Cita palabra por palabra el fragmento del texto sobre la Casa de los Siete Patios que empieza con "Las 32 manzanas" y sigue hasta "grande de Quito.".

*Texto para leer*
+++

La Casa de los Siete Patios se levanta entre las calles Rocafuerte e Imbabura, en el barrio de San Roque. Es un referente de la arquitectura civil de la capital ecuatoriana. En sus 4000 m2 residen 36 familias de las clases populares.
Víctor Vizuete
San Roque es un barrio empotrado en el centro del primer Quito hispánico y es uno de los reductos de la idiosincrasia capitalina. A mediados del siglo pasado fue la cuna de la élite quiteña. En él vivieron personajes con apellidos como Riofrío, García, Polanco, Rodríguez, Ibarra y Bustamante. Pero con el paso de los años se convirtió en un espacio de las clases medias y populares, sobre todo provenientes de la migración, como sucede en otras zonas del Centro Histórico quiteño: El Tejar, San Diego y La Chilena.
Las 32 manzanas que componen San Roque parecen legos gigantes conformados por estructuras republicanas de dos o tres pisos y decenas de casas más modestas. En ese barrio, entre las calles Rocafuerte e Imbabura se emplaza la Casa de los Siete Patios, un inmueble de 4000 m2 de superficie que cobija a 36 familias y está considerado como el inmueble residencial más grande de Quito.

+++

*Datos sin procesar*

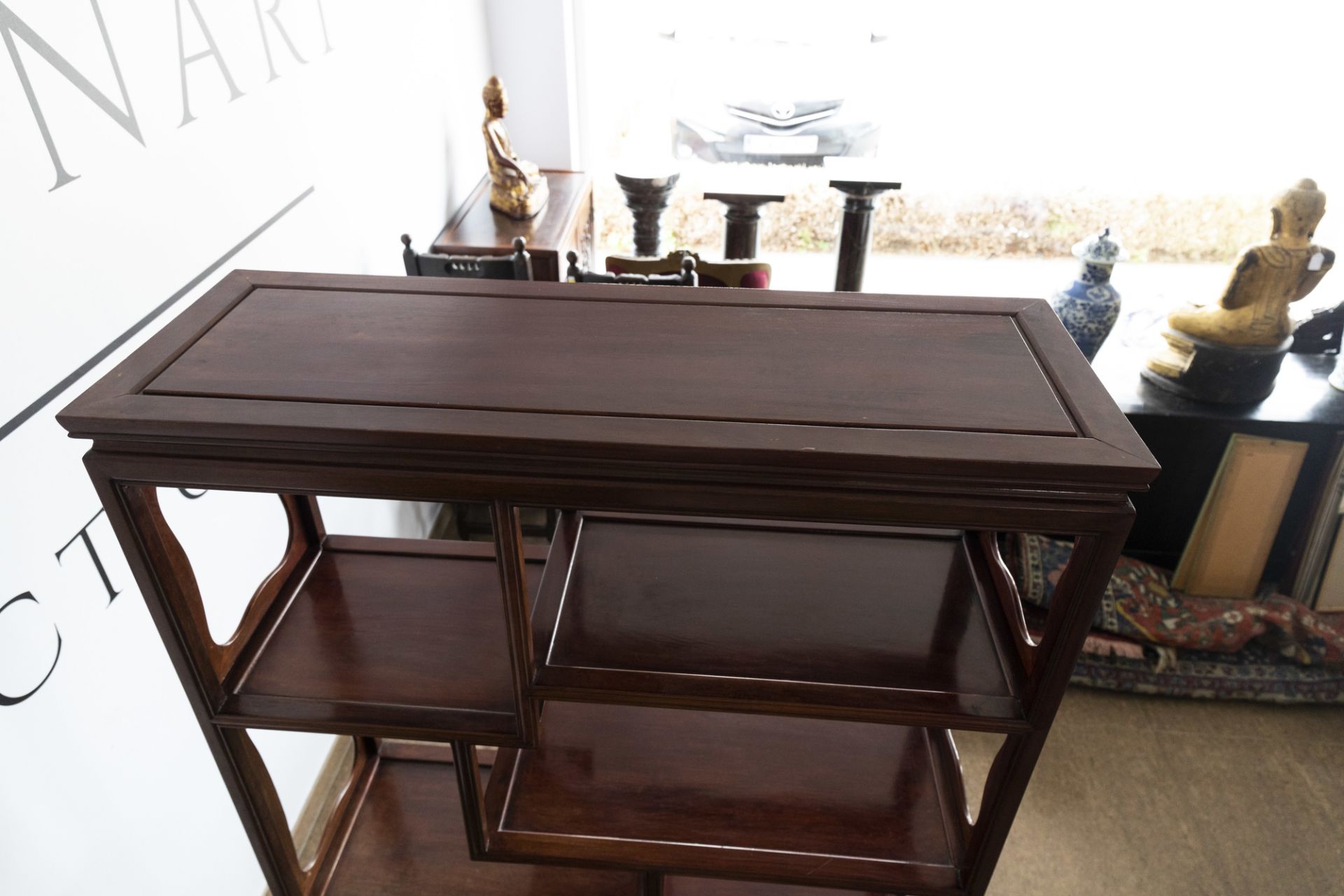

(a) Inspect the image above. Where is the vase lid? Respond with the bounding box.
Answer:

+++

*Respuesta correcta*
Las 32 manzanas que componen San Roque parecen legos gigantes conformados por estructuras republicanas de dos o tres pisos y decenas de casas más modestas. En ese barrio, entre las calles Rocafuerte e Imbabura se emplaza la Casa de los Siete Patios, un inmueble de 4000 m2 de superficie que cobija a 36 familias y está considerado como el inmueble residencial más grande de Quito.